EXCERPTED TEXT –
"""
Does the World Really Have 435 Million Online Gig Workers? (Le Monde, Sept. 15, 2023)

The World Bank recently released a comprehensive report titled “Working Without Borders: Promise and Peril of Online Gig Work,” describing the evolving landscape of online gig work worldwide. In an article by Le Monde, La bonne dynamique du travail à la demande dans le monde, symbolique de la flexibilisation de l’emploi, I comment on the report’s findings.

The World Bank report analyzes the phenomenon of “online gig work”, which encompasses freelancing and micro-tasking. Drawing on the results and approaches of the Online Labour Observatory, Oxford Internet Institute, the World Bank researchers estimate a staggering 154 to 435 million individuals engaged in online gig work, constituting 4.4 to 12.5% of the global workforce.

One noteworthy conclusion from the report is the rapid growth of online gig work in the Global South compared to the Global North. This surge is attributed to the proliferation of local platforms playing a pivotal role in extensive subcontracting chains.

However, skepticism arises when the report authors, despite acknowledging the challenges of online gig work such as precariousness and lack of social protection, assert that these tasks “promote the economic inclusion of young people, women, and low-skilled workers.”

In response, in my comments on Le Monde, I pointed out that while the report is significant in highlighting the escalating trend of online gig work, especially in the post-Covid era, it should not be too quick to present this micro-work as a panacea or a satisfactory situation. Online gig work on platforms introduces risks reminiscent of traditional informal labor, prevalent in many Southern countries. The risk of exploitation and social dumping into less protected and regulated labor markets is a pressing concern.

The World Bank’s suggestion for collaboration between businesses, local platforms, and governments to strike a balance between flexibility and protection is met with skepticism. I, for one, raise the question of whether this is a sufficient response in the era of AI, as online gig work increasingly shifts towards micro-tasking and machine learning solutions.
"""
Stored data entries –
"""
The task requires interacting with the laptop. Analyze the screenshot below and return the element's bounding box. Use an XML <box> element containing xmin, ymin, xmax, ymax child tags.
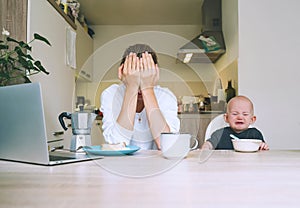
<box><xmin>0</xmin><ymin>83</ymin><xmax>103</xmax><ymax>165</ymax></box>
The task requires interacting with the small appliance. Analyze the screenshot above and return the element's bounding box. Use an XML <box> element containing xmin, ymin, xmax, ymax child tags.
<box><xmin>58</xmin><ymin>106</ymin><xmax>97</xmax><ymax>152</ymax></box>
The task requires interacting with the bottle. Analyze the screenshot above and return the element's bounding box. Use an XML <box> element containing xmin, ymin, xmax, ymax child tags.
<box><xmin>225</xmin><ymin>80</ymin><xmax>235</xmax><ymax>103</ymax></box>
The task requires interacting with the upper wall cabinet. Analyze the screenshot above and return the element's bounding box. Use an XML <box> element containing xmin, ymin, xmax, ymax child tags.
<box><xmin>0</xmin><ymin>0</ymin><xmax>27</xmax><ymax>42</ymax></box>
<box><xmin>76</xmin><ymin>20</ymin><xmax>93</xmax><ymax>81</ymax></box>
<box><xmin>47</xmin><ymin>0</ymin><xmax>77</xmax><ymax>30</ymax></box>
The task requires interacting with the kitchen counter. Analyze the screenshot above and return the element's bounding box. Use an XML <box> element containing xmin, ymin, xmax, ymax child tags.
<box><xmin>178</xmin><ymin>111</ymin><xmax>225</xmax><ymax>114</ymax></box>
<box><xmin>0</xmin><ymin>150</ymin><xmax>300</xmax><ymax>208</ymax></box>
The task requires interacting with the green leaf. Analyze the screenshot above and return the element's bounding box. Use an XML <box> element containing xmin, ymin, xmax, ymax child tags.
<box><xmin>0</xmin><ymin>45</ymin><xmax>8</xmax><ymax>50</ymax></box>
<box><xmin>23</xmin><ymin>76</ymin><xmax>31</xmax><ymax>83</ymax></box>
<box><xmin>19</xmin><ymin>41</ymin><xmax>31</xmax><ymax>51</ymax></box>
<box><xmin>33</xmin><ymin>33</ymin><xmax>51</xmax><ymax>46</ymax></box>
<box><xmin>34</xmin><ymin>61</ymin><xmax>49</xmax><ymax>74</ymax></box>
<box><xmin>6</xmin><ymin>37</ymin><xmax>20</xmax><ymax>44</ymax></box>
"""
ACTIONS TO TAKE –
1 > Translate this sentence from the post on online gig work into Spanish: "One noteworthy conclusion from the report is the rapid growth of online gig work in the Global South compared to the Global North."
2 > From the post on online gig work, return the passage that begins at the words "The World Bank report" and stops after the words "the global workforce.", copying it word for word.

SOLUTIONS IN ORDER –
1 > Una conclusión destacable del informe es el rápido crecimiento del trabajo digital por encargo en el Sur Global en comparación con el Norte Global.

2 >
The World Bank report analyzes the phenomenon of “online gig work”, which encompasses freelancing and micro-tasking. Drawing on the results and approaches of the Online Labour Observatory, Oxford Internet Institute, the World Bank researchers estimate a staggering 154 to 435 million individuals engaged in online gig work, constituting 4.4 to 12.5% of the global workforce.